Return, word for word, the line containing "Traffic-operations request: mark the geometric" and every line after it through the last line of the records below.

== Available data

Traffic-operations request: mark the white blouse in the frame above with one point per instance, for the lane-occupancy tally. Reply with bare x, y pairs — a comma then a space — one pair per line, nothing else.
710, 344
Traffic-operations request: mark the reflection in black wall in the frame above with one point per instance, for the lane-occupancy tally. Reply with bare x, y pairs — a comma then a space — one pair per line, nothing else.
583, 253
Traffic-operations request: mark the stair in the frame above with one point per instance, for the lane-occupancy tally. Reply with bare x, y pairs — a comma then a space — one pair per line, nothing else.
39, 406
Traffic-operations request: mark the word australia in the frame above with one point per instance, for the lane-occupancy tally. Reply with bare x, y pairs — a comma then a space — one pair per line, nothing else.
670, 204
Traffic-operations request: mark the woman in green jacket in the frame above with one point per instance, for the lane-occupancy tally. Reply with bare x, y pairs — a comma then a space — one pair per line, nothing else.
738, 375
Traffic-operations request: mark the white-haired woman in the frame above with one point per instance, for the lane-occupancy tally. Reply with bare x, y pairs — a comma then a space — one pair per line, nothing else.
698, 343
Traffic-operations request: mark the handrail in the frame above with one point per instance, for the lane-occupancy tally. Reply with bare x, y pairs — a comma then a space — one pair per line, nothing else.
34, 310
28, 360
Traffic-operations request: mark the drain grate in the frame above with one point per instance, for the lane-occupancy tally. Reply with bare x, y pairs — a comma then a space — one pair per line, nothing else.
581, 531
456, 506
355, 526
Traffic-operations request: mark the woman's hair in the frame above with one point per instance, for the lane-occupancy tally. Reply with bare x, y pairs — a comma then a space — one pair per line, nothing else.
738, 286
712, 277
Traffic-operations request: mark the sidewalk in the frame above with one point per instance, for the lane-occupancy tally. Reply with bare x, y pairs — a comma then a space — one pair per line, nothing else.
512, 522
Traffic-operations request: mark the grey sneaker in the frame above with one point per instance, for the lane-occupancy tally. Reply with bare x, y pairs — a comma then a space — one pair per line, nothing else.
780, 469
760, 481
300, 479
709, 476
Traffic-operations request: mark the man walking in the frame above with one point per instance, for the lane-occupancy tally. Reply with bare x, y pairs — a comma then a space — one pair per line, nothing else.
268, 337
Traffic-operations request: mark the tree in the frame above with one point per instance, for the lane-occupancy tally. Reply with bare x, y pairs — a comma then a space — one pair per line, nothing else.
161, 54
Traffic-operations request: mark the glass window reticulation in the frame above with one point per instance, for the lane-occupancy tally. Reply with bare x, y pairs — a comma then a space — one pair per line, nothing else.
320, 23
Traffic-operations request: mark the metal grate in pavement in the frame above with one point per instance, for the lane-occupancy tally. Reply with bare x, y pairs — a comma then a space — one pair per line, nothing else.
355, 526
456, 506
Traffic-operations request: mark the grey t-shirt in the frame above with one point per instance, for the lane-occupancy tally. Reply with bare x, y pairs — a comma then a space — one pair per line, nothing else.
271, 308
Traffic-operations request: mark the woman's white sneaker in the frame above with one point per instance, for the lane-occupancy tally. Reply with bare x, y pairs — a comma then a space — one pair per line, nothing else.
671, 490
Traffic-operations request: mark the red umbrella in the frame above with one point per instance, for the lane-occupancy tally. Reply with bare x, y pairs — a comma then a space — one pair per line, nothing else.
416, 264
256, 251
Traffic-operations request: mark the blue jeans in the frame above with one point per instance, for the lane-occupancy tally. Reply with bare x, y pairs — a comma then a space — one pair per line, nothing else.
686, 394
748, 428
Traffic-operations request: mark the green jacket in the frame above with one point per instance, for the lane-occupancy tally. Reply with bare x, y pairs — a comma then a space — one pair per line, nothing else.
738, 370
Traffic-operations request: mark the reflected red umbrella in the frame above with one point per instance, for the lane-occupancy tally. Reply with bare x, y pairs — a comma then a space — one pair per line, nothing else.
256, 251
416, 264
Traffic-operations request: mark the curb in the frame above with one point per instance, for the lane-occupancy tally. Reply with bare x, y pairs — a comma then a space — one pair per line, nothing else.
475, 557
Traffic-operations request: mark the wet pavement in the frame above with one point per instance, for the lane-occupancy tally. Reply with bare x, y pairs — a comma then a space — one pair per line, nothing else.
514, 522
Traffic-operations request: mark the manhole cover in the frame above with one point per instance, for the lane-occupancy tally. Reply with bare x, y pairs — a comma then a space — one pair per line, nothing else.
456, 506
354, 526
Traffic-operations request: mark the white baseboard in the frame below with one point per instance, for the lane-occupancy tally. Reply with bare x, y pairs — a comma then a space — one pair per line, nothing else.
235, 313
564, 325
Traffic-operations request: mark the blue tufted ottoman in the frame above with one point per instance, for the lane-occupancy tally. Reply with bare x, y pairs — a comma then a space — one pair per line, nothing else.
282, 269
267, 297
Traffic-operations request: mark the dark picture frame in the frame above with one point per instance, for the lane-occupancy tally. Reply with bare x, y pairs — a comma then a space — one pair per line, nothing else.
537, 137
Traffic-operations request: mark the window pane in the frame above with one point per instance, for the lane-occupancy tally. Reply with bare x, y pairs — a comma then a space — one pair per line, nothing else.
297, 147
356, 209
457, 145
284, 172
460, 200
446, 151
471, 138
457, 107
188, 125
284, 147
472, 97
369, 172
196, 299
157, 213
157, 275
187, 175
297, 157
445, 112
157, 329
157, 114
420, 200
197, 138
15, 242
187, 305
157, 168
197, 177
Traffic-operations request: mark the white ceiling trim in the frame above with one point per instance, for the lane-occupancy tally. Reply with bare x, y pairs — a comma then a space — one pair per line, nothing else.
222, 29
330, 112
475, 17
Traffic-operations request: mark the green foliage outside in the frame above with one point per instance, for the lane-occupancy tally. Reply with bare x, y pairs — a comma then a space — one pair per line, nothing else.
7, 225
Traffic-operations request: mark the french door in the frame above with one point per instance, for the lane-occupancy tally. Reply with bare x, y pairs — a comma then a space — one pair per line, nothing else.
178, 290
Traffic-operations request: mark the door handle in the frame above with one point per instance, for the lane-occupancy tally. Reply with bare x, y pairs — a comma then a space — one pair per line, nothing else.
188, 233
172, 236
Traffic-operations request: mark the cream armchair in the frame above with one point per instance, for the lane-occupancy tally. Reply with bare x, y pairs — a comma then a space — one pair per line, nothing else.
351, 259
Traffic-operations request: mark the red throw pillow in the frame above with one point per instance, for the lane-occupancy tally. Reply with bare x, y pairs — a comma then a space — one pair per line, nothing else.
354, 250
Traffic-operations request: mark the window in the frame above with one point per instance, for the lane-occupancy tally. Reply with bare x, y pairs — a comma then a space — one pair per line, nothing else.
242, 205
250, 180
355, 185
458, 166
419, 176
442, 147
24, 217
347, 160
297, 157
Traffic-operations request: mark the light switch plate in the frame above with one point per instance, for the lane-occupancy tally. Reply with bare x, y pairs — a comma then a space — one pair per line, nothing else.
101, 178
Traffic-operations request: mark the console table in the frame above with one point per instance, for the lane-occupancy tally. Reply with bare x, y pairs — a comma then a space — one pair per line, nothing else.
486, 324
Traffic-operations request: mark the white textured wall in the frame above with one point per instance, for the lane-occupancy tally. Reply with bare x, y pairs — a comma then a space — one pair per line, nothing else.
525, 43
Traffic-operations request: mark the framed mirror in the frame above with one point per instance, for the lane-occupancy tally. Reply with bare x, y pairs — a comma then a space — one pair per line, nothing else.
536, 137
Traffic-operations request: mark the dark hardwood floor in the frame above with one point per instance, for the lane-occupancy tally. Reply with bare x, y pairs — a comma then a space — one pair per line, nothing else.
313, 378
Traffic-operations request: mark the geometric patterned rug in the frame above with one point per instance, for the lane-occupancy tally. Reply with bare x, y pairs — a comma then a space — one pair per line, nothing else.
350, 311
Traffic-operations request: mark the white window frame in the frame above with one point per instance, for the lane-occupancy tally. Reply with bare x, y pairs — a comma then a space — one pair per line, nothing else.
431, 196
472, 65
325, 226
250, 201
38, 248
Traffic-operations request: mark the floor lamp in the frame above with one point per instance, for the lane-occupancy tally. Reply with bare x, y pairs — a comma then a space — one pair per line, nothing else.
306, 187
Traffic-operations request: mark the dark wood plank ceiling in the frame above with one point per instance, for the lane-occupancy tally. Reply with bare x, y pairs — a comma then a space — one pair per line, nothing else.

====

__Answer box__
Traffic-operations request: mark the geometric patterned rug in the frame above with one point per instance, for the lane-occupancy tally. Reply with bare x, y pairs — a comma then a space — one pair per line, nothing else.
350, 311
Traffic-operations request: mark the white window frame in the frame above with one point per instance, for the lane-occupancy tally. Reply with bare x, y pairs — a comma then a space — one pair per line, nothing else.
431, 196
472, 65
325, 226
250, 201
38, 248
Traffic-operations request: mark the floor lamp in the frame above with one point per instance, for the lane-occupancy tally. Reply with bare x, y pairs — a comma then a space — one pair per line, nothing else.
306, 187
Traffic-operations request: mark the dark wood plank ceiling in the frame above with one point per instance, for the lane-occupancy tally. Reply with bare x, y pairs — a comma then a space — one pair per line, nothing else.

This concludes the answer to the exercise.